(Beginning of Extracted entries)
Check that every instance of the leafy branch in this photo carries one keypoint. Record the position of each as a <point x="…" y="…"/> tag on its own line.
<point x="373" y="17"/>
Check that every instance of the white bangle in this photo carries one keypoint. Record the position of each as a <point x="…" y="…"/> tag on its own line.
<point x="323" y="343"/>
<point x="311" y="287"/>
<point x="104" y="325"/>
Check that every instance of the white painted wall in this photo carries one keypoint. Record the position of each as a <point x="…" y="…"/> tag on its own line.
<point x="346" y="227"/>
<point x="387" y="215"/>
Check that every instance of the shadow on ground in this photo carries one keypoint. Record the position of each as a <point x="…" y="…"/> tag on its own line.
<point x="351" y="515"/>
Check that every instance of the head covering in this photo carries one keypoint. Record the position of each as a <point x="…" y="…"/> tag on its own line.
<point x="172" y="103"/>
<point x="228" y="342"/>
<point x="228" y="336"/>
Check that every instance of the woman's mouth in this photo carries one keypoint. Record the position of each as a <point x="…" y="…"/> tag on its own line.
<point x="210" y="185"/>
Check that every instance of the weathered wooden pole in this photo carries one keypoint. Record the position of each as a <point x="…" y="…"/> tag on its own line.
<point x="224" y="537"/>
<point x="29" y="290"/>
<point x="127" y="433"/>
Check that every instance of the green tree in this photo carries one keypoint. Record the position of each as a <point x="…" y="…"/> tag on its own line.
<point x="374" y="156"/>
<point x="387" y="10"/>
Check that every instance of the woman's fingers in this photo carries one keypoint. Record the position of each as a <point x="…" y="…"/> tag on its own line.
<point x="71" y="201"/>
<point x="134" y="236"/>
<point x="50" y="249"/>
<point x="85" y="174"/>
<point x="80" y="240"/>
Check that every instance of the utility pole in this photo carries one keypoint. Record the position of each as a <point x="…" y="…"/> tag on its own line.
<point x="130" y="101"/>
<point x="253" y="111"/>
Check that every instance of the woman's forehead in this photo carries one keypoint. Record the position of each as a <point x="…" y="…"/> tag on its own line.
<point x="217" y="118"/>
(End of Extracted entries)
Each record above should be output again exactly.

Check that every instance of the leafy branch in this photo carries one keypoint. Record the position of each as a <point x="…" y="…"/> tag on its own line.
<point x="373" y="17"/>
Check that every instance of the white bangle in this photo carries one keypoint. Record the position of each as a <point x="…" y="…"/> tag on its own line.
<point x="323" y="343"/>
<point x="311" y="287"/>
<point x="104" y="325"/>
Check that every instance of the white painted wall in this photo carries one keypoint. Record the position of each as a <point x="…" y="…"/> tag on its own line.
<point x="346" y="227"/>
<point x="387" y="215"/>
Check that every instance of the shadow on ground in this photo carries one keypoint. Record the position of each as a <point x="…" y="…"/> tag on its own line.
<point x="351" y="515"/>
Check that every instance of the head covering in this photo carries one keypoint. Record the position of each as a <point x="…" y="…"/> tag on its own line.
<point x="172" y="103"/>
<point x="228" y="342"/>
<point x="228" y="336"/>
Check that every instance of the woman's mouth in this photo carries one keypoint. Record the position of each as a <point x="…" y="…"/> tag on its own line.
<point x="210" y="185"/>
Check that every instance of the weathered wooden pole in this photo carries one keypoint. Record the position of each as a <point x="…" y="…"/> tag on its own line.
<point x="224" y="537"/>
<point x="29" y="290"/>
<point x="127" y="433"/>
Check that every instance of the green tree in this photo carries one keypoint. Record the position of each as a <point x="…" y="…"/> tag on its own line.
<point x="374" y="156"/>
<point x="387" y="10"/>
Check that every instance of the woman's fingers in this photo carries one keypoint. Record the position of each as a <point x="…" y="…"/> tag on its own line.
<point x="71" y="201"/>
<point x="134" y="236"/>
<point x="50" y="249"/>
<point x="85" y="174"/>
<point x="80" y="240"/>
Check that every instance of the utility pole in this photo carries one keypoint. Record the position of each as a <point x="…" y="…"/> tag on its own line.
<point x="130" y="101"/>
<point x="253" y="111"/>
Check that every instance of the woman's forehead in this photo carries one keypoint. Record the position of each as a <point x="…" y="…"/> tag on its own line.
<point x="217" y="118"/>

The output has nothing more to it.